> **GIVEN TASK**: Reproduce each of the lines below verbatim, from the first to the last.

> **GIVEN DATA**:
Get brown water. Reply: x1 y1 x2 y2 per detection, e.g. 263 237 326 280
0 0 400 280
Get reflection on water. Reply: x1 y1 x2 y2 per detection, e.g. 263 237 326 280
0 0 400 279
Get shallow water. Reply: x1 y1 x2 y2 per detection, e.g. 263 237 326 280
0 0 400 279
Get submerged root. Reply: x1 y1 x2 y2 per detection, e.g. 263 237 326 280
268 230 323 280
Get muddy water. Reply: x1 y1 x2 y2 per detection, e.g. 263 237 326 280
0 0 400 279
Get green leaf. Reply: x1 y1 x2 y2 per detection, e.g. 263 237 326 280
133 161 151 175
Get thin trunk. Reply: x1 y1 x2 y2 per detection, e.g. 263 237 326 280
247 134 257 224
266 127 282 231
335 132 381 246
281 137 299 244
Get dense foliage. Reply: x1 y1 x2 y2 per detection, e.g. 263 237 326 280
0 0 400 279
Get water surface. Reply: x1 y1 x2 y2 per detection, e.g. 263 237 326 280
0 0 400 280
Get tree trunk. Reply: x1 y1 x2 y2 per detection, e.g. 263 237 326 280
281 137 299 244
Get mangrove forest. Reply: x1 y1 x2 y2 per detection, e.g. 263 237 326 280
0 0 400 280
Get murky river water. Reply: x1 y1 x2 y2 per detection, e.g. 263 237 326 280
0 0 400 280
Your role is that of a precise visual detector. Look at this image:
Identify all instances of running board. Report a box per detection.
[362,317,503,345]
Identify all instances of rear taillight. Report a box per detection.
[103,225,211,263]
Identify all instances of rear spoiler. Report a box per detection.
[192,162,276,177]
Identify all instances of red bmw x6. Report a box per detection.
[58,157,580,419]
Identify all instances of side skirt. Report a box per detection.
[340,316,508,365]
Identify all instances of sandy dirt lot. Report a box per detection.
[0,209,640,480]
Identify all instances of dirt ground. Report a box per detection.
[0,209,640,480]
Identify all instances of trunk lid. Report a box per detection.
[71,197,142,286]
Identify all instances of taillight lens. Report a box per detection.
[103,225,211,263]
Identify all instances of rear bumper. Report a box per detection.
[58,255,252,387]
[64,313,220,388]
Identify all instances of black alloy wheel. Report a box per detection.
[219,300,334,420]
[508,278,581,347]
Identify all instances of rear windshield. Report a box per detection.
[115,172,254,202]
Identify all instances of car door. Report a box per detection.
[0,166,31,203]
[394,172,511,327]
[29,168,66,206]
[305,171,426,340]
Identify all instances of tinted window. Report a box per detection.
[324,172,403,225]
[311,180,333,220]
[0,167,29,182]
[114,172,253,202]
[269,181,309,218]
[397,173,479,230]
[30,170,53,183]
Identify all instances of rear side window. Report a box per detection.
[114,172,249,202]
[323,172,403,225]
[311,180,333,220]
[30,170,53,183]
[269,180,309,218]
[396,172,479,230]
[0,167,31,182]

> **OUTPUT BELOW**:
Get brown water. Reply: x1 y1 x2 y2 per detection, e.g. 263 237 326 280
0 0 400 280
Get reflection on water. Reply: x1 y1 x2 y2 per detection, e.g. 263 237 326 280
0 0 400 279
Get shallow water. Reply: x1 y1 x2 y2 per detection, e.g. 263 237 326 280
0 0 400 279
Get submerged root. Reply: x1 y1 x2 y2 per detection, e.g. 263 237 326 280
268 230 323 280
Get muddy water. Reply: x1 y1 x2 y2 per detection, e.g. 263 237 326 280
0 0 400 279
Get green leaf. Reply: x1 y1 x2 y2 per detection, e.g. 263 237 326 280
133 161 151 175
Get thin trunk. Reply: x1 y1 x2 y2 per detection, e.g. 263 237 326 280
247 134 257 224
266 127 282 231
335 132 381 246
281 137 299 244
Get dense foliage. Reply: x1 y1 x2 y2 per detection, e.g. 263 237 326 280
0 0 400 279
Get water surface. Reply: x1 y1 x2 y2 per detection, e.g. 263 237 326 280
0 0 400 280
Get tree trunk. Reply: x1 y1 x2 y2 per detection, e.g. 263 237 326 280
281 137 299 244
Get mangrove forest. Reply: x1 y1 x2 y2 per detection, e.g. 263 237 326 280
0 0 400 280
Get murky river water. Reply: x1 y1 x2 y2 per detection, e.g. 263 237 326 280
0 0 400 280
Your role is that of a precise visual detector. Look at this image:
Identify all instances of running board. Report a box per detection.
[362,317,503,345]
Identify all instances of rear taillight. Report a box per detection.
[103,225,211,263]
Identify all instances of rear spoiler. Report a box per detection.
[192,162,276,177]
Identify all instances of red bmw x6. Report a box per detection.
[58,157,580,419]
Identify all instances of side skirt. Report a box per detection.
[340,316,508,365]
Identify all instances of sandy dirt lot. Report a box per detection.
[0,209,640,480]
Identify all instances of dirt ground. Report a box per detection.
[0,209,640,480]
Identify all instances of trunk lid. Report a box per detection.
[71,197,142,286]
Identify all instances of taillight lens. Report a box per detection.
[103,225,211,263]
Identify all instances of rear bumper. Report a box per detection.
[58,255,252,387]
[64,313,220,388]
Identify all instances of black alloy wheel. Report a box per detection.
[219,300,334,420]
[508,278,581,347]
Identify all instances of rear windshield. Report a box per detection.
[115,172,254,202]
Identify all instances of car door. Report a box per detection.
[0,166,31,203]
[394,172,511,327]
[29,168,66,206]
[305,171,426,340]
Identify all instances of tinted window. Report a box per detection.
[324,172,403,225]
[311,180,333,220]
[0,167,29,182]
[114,172,253,202]
[269,181,309,218]
[397,173,479,230]
[30,170,53,183]
Identify all instances of rear side window. Report a box per detection.
[114,172,249,202]
[323,172,403,225]
[311,180,333,220]
[30,170,53,183]
[269,180,309,218]
[396,172,479,230]
[0,167,31,182]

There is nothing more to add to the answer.